TASK TO CARRY OUT: Consider the listing below. Extract exactly the lines from the line containing "Target: carved stone ornament" to the line containing "compact shape [187,17].", both included.

DATASET EXTRACT:
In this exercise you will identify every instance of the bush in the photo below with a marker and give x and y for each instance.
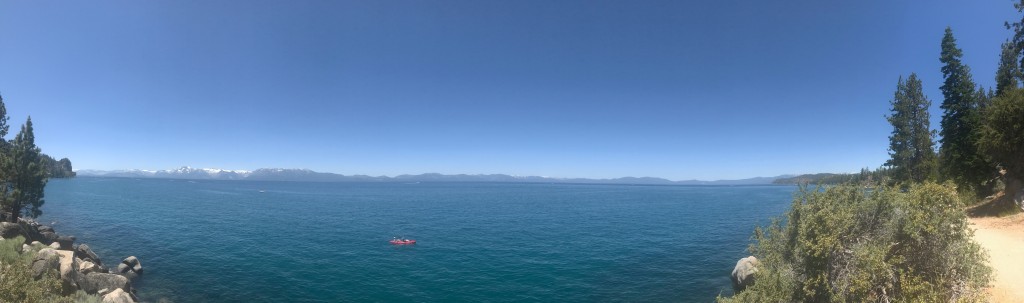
(16, 284)
(846, 244)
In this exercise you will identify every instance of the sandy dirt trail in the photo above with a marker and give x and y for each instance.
(1004, 239)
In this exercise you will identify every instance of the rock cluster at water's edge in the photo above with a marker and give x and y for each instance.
(742, 274)
(79, 267)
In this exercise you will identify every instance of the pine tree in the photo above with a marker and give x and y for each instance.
(958, 157)
(3, 121)
(26, 175)
(910, 147)
(1009, 74)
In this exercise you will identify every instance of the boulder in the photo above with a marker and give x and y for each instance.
(742, 274)
(48, 236)
(31, 228)
(69, 271)
(8, 230)
(92, 283)
(83, 251)
(130, 264)
(118, 296)
(67, 242)
(1019, 199)
(45, 261)
(86, 267)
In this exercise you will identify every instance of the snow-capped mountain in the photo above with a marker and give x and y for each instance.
(184, 172)
(282, 174)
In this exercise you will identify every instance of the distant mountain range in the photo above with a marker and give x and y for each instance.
(278, 174)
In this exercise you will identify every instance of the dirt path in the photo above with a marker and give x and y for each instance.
(1004, 239)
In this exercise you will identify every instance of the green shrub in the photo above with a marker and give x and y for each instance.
(846, 244)
(17, 285)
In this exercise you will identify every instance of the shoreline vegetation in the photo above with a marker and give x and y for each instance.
(36, 263)
(903, 232)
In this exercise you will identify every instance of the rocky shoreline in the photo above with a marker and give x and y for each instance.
(79, 267)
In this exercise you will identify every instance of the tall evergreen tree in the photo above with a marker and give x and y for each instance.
(3, 121)
(27, 175)
(1009, 74)
(910, 148)
(1018, 40)
(958, 157)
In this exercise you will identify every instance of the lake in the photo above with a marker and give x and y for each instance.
(203, 241)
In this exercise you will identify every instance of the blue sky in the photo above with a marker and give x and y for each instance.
(674, 89)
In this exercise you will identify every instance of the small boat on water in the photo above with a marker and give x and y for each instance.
(402, 241)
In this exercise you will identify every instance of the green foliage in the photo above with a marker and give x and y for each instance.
(1003, 132)
(16, 283)
(1017, 41)
(958, 157)
(845, 244)
(26, 175)
(1008, 74)
(910, 146)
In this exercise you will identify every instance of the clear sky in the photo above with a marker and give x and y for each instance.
(674, 89)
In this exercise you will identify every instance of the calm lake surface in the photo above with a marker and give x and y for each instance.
(308, 242)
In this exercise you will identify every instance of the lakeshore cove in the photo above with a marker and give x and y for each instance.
(215, 241)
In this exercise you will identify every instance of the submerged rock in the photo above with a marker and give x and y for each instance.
(45, 261)
(118, 296)
(69, 271)
(742, 274)
(95, 282)
(83, 251)
(67, 242)
(8, 230)
(130, 264)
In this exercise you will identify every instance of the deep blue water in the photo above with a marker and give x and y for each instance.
(297, 242)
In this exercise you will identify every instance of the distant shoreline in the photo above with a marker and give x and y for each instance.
(188, 173)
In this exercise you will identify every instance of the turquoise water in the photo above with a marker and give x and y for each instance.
(296, 242)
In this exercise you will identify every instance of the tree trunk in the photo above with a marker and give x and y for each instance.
(14, 213)
(1013, 190)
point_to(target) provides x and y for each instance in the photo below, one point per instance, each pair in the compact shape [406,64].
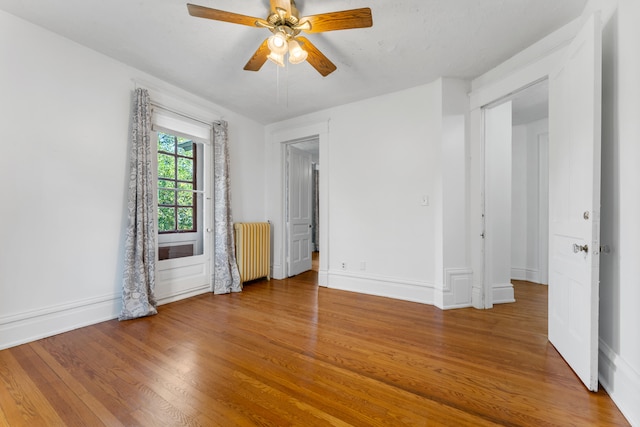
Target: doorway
[516,190]
[302,205]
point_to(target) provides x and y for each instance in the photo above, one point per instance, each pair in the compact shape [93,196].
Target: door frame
[287,145]
[276,191]
[516,77]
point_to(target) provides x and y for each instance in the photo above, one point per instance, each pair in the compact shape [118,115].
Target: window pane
[166,143]
[163,183]
[185,169]
[185,219]
[185,147]
[166,219]
[185,198]
[166,197]
[166,166]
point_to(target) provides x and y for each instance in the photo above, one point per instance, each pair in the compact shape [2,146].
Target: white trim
[621,382]
[503,293]
[276,186]
[33,325]
[390,287]
[36,324]
[184,294]
[527,274]
[457,289]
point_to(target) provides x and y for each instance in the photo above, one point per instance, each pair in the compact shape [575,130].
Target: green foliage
[176,165]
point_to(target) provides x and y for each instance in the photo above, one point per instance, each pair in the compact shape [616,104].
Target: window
[176,184]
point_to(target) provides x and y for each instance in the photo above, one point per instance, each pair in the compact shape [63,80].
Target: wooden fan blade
[344,20]
[259,58]
[281,4]
[317,58]
[221,15]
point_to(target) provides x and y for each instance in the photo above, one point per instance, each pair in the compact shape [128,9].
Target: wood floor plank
[285,352]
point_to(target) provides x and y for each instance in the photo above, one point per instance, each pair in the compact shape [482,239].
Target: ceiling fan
[285,25]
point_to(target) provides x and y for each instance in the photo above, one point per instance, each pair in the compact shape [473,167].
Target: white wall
[620,269]
[65,113]
[395,170]
[527,249]
[379,163]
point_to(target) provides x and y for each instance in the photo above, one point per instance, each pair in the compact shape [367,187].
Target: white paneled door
[574,202]
[299,210]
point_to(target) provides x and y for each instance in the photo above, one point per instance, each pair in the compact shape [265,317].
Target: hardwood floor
[288,353]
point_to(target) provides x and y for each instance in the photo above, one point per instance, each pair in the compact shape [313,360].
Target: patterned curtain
[226,277]
[138,284]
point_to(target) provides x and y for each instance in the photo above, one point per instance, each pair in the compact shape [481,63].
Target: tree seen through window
[176,184]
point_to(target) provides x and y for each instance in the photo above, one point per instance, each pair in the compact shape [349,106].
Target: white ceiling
[412,42]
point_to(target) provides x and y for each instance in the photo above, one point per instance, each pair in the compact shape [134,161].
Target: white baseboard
[277,272]
[528,274]
[476,297]
[456,291]
[621,382]
[33,325]
[391,287]
[36,324]
[323,278]
[503,293]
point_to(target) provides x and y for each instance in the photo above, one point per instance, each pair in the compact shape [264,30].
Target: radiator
[253,249]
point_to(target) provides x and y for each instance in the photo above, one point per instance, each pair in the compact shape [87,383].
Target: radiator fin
[253,250]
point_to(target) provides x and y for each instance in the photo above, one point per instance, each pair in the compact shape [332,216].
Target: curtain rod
[157,105]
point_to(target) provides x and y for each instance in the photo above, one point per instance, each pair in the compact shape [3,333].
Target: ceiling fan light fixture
[296,53]
[277,58]
[278,43]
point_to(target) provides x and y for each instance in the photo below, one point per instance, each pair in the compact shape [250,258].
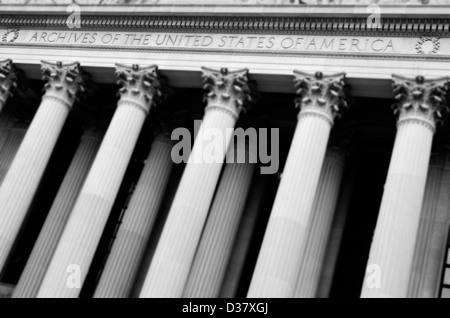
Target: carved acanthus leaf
[228,88]
[321,91]
[140,84]
[65,80]
[420,97]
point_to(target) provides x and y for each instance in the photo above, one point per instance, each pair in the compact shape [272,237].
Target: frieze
[251,43]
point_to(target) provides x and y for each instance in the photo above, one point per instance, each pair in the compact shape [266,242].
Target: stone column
[129,246]
[10,147]
[8,80]
[83,231]
[64,81]
[320,226]
[437,240]
[235,266]
[48,239]
[175,252]
[214,250]
[279,259]
[421,104]
[425,226]
[335,239]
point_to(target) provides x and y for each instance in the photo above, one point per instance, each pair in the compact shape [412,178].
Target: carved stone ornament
[228,90]
[419,99]
[8,80]
[320,94]
[140,86]
[64,81]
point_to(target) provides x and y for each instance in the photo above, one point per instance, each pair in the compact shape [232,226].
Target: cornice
[324,10]
[213,24]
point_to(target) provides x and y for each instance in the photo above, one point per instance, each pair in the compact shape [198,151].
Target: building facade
[119,121]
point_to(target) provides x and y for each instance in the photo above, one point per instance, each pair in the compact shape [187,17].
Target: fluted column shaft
[88,218]
[335,239]
[391,254]
[279,259]
[48,239]
[131,240]
[23,177]
[8,78]
[425,227]
[320,226]
[214,250]
[10,147]
[175,252]
[235,266]
[437,239]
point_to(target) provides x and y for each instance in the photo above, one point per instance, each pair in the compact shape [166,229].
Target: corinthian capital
[140,86]
[8,80]
[229,91]
[64,81]
[420,100]
[320,95]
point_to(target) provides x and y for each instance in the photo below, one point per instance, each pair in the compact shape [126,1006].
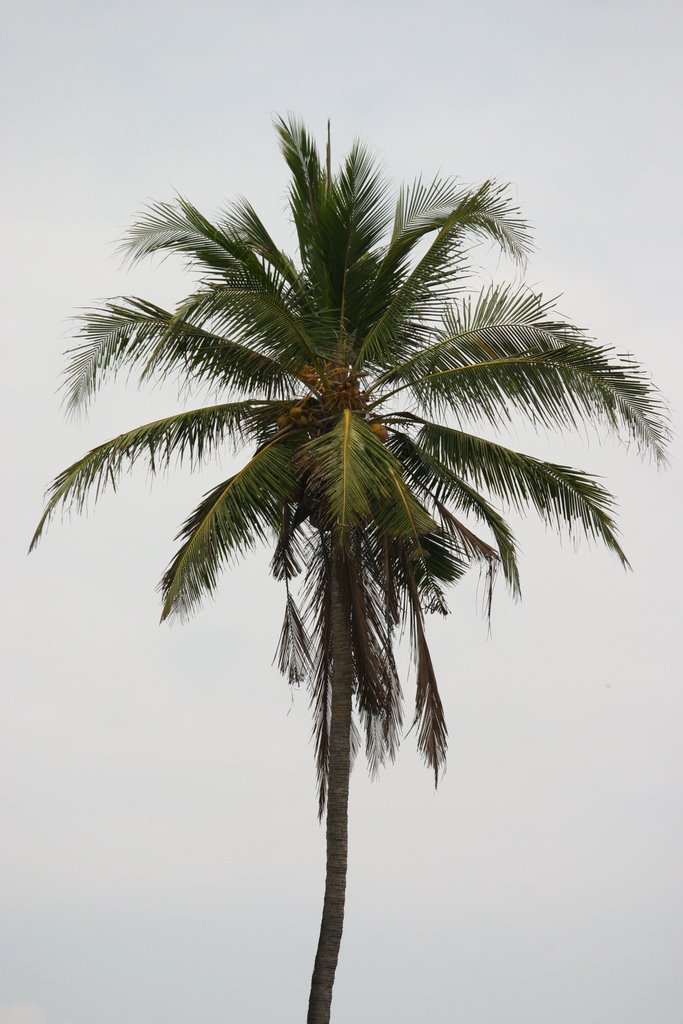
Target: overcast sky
[161,859]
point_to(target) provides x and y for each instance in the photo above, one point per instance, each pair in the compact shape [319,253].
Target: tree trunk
[337,817]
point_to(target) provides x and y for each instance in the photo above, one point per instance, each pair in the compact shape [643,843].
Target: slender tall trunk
[337,819]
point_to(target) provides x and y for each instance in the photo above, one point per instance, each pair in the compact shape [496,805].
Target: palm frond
[436,481]
[350,466]
[232,517]
[141,336]
[504,353]
[419,295]
[190,436]
[562,497]
[429,717]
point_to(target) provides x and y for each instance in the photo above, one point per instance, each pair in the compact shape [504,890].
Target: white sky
[161,858]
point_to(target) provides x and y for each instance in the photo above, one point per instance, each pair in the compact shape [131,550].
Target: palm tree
[356,373]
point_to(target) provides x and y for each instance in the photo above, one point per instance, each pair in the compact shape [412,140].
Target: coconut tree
[356,373]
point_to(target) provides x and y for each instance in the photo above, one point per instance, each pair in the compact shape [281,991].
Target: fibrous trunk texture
[337,817]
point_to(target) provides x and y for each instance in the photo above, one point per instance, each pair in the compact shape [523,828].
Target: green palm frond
[230,520]
[141,336]
[190,437]
[263,318]
[505,353]
[436,481]
[179,227]
[562,497]
[308,357]
[352,468]
[419,296]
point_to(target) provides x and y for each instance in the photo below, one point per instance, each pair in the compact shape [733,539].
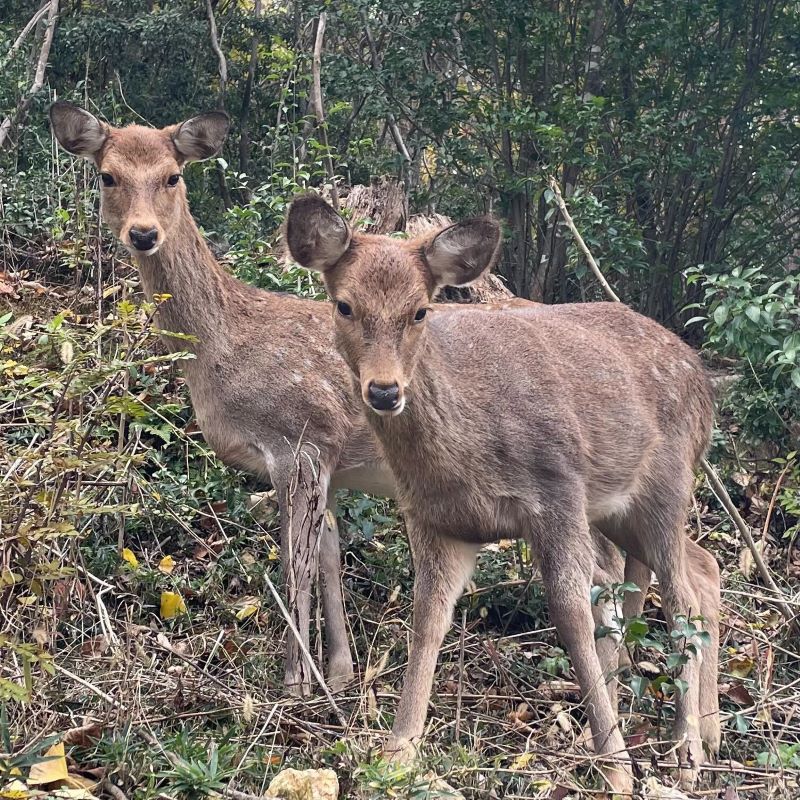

FINISHED EXERCISE:
Target: carved stone ornament
[228,90]
[419,99]
[8,80]
[320,94]
[140,86]
[64,81]
point_to(target) provides x and y for each instance in the photo above, one point per instance, each pair in the compact shape [232,226].
Target: cornice
[324,10]
[213,24]
point_to(target) provides x and y for each instance in the photo above, one point per instance, each pair in the compact shape [198,151].
Target: building facade
[119,121]
point_to(target) provides x and y for each instance in the photo above, one point per instance, each pair in the compact shape [187,17].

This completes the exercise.